- _YOUR TASKS_:
(1) Translate this sentence from the drought article into Spanish: "An estimated 30% of the state’s population is under a drought emergency as Newsom continues to add counties to the list."
(2) Continue the article on California's drought declarations, starting right after its final sentence.

- _STUDY TEXT_:

--*--

Newsom Adds Nearly 40 Counties to Ever-Growing Drought List

Dwindling snowpack and reservoir levels prompted the governor to declare drought emergencies across major swaths of Northern California and the agriculturally rich Central Valley.

Standing on dry land that would in a normal year be covered by the waters of the San Luis Reservoir, California Gov. Gavin Newsom extended his drought declaration to most counties on Monday.

SACRAMENTO, Calif. (CN) — Pinning the blame on global warming for a quickly diminishing snowpack and disappearing reservoir levels, California Governor Gavin Newsom on Monday declared drought emergencies across much of the agricultural growing regions and normally water-rich areas of the state.

The emergency orders cover the state’s main watersheds and will give water regulators and agencies more flexibility as they attempt to steer through one of the driest stretches on record.

Newsom says climate change is behind the unseasonable heat wave that has melted an already meager snowpack months earlier than usual and caused record-low springtime stream and reservoir levels across the state.

“With the reality of climate change abundantly clear in California, we’re taking urgent action to address acute water supply shortfalls in northern and central California while also building our water resilience to safeguard communities in the decades ahead,” Newsom said in a statement.

An estimated 30% of the state’s population is under a drought emergency as Newsom continues to add counties to the list.

From a dry lakebed last month, Newsom issued the first drought declarations in Mendocino and neighboring Sonoma counties. Monday’s additions include larger counties like Alameda, Sacramento, San Joaquin, Fresno, Kern and Contra Costa as well as less-populated ones in Shasta, Butte and Tuolumne.  Newsom has now declared emergencies in 41 of the state’s 53 counties.

--*--

- _DATASET RECORDS_:
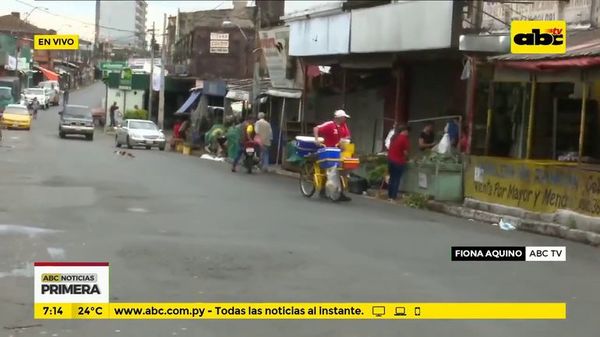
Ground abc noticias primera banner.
[34,262,567,320]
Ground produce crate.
[400,163,463,202]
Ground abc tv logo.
[510,21,567,54]
[513,28,565,46]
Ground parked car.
[115,119,167,151]
[58,105,94,140]
[0,104,32,130]
[38,81,60,105]
[23,88,50,109]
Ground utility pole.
[148,22,156,119]
[250,4,261,116]
[158,13,167,129]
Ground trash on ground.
[498,219,517,231]
[114,150,135,158]
[200,154,225,161]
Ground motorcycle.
[244,141,260,173]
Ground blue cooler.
[317,147,342,169]
[296,136,319,157]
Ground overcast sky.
[0,0,327,43]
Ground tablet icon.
[373,306,385,317]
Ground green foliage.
[402,193,429,208]
[123,109,148,119]
[367,163,388,185]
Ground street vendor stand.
[400,115,463,202]
[464,30,600,222]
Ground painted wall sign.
[464,156,600,216]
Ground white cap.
[333,110,350,118]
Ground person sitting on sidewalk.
[231,115,256,172]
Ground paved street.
[0,84,600,337]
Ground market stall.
[464,30,600,226]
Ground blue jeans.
[388,161,406,200]
[260,146,269,170]
[232,144,260,169]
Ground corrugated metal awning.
[267,89,302,98]
[175,90,202,114]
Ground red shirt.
[173,122,183,138]
[317,121,350,147]
[388,134,410,165]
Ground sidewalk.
[172,143,600,246]
[273,167,600,246]
[427,199,600,246]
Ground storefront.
[464,31,600,228]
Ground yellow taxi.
[0,104,31,130]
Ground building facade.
[96,0,148,49]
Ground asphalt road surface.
[0,84,600,337]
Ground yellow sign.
[34,303,567,320]
[33,35,79,50]
[464,156,600,216]
[510,21,567,54]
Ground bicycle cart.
[296,136,358,201]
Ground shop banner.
[464,156,600,216]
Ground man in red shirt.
[313,110,352,201]
[388,125,410,201]
[313,110,350,147]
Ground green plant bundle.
[367,164,388,184]
[402,193,429,208]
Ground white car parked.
[23,88,50,109]
[115,119,167,151]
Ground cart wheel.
[327,177,344,202]
[299,163,317,198]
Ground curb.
[427,201,600,247]
[271,169,300,179]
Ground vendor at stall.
[419,122,435,151]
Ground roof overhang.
[459,34,510,54]
[280,1,344,22]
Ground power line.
[15,0,136,33]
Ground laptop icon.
[394,307,406,316]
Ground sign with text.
[209,33,229,54]
[260,27,302,89]
[34,302,567,321]
[464,156,600,216]
[510,21,567,54]
[210,33,229,41]
[33,261,109,303]
[33,35,79,50]
[451,246,567,262]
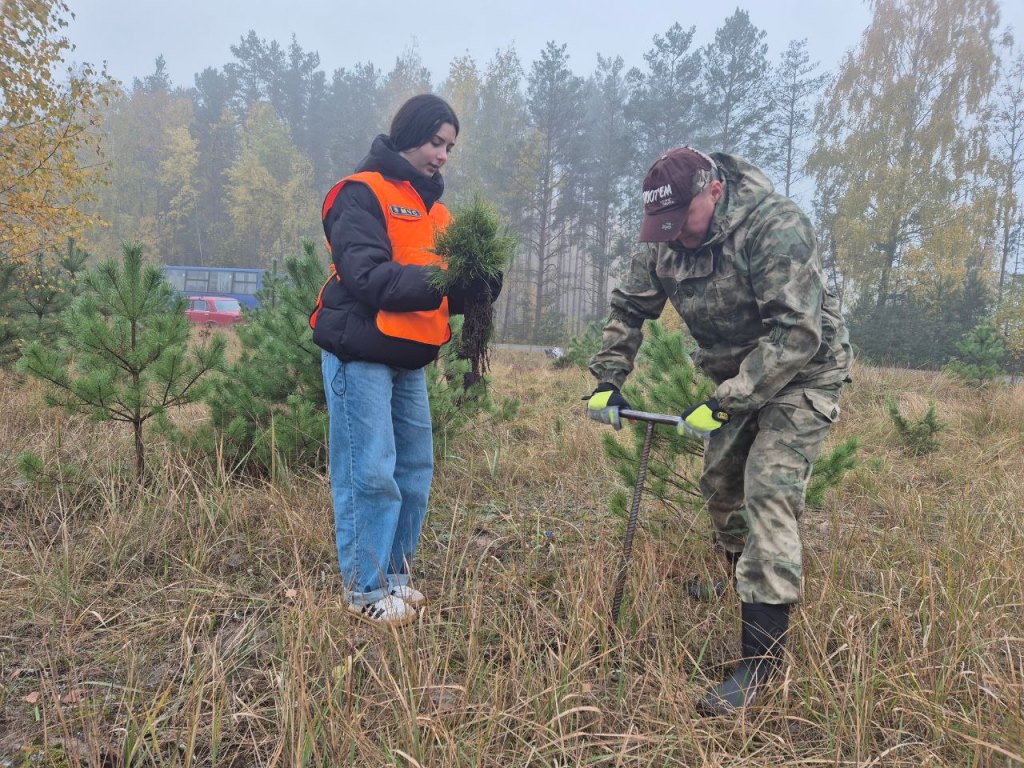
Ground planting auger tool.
[611,409,679,626]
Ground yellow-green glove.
[584,384,630,429]
[676,397,729,439]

--*--

- _EXPECTED RESPONSES_:
(1) Se estima que el 30 % de la población del estado se encuentra bajo una emergencia por sequía mientras Newsom sigue añadiendo condados a la lista.

(2)
With the exposed, steep shorelines of San Luis Reservoir in Merced County in the background, Newsom told reporters the lack of captured snowmelt in recent weeks spurred the decision to expand the drought declarations. For now he’s refusing to consider a blanket statewide emergency, but said more counties will likely be added.

California received precious little precipitation during its current water year, which began in October, with water managers chalking it up as the fourth driest on record dating back to 1877. Only 22.4 inches fell in the North Sierra as measured by the 8-station index. The average annual precipitation is about 50 inches. 

Months ahead of schedule, California’s entire snowpack has nearly melted — yet the runoff hasn’t produced a corresponding rise in lake levels. As a result, each of the largest Northern California reservoirs are emptying quickly, including Shasta Lake, which sits at 56% of its historical average, and Lake Oroville at 50%. Experts say not only has the snowpack melted earlier than usual, the runoff is either evaporating due to hot temperatures or being sucked up by dry soils.  

Over the last two years the state routinely missed out on the powerful winter storms known as atmospheric rivers, watching helplessly as they shoved north to Oregon and Washington state. Consecutive disappointing winters mean 97% of the state is now experiencing some degree of drought, according to the latest federal update.

As was the case during the state’s record previous drought, both the federal government and state have halted or abandoned water deliveries to farmers due to low reservoir levels.

While a wide range of groups have been pushing Newsom to declare a statewide emergency as his predecessor did, he’s thus far taken a more targeted approach. Household water restrictions are not yet in place for the majority of the state, but Newsom and state officials encouraged residents to continue with the conservation tactics of the last drought.

“It’s time for Californians to pull together once again to save water,” said California Natural Resources Agency Secretary Wade Crowfoot. “All of us need to find every opportunity to save water where we can: limit outdoor watering, take shorter showers, turn off the water while brushing your teeth or washing dishes.”

If needed, the declarations will enable the state to keep more water in reservoirs such as Oroville by temporarily loosening water quality standards downstream in the Sacramento-San Joaquin River Delta. The orders could also lead to other actions like rock barriers in the delta to prevent saltwater intrusion as was done during the previous drought.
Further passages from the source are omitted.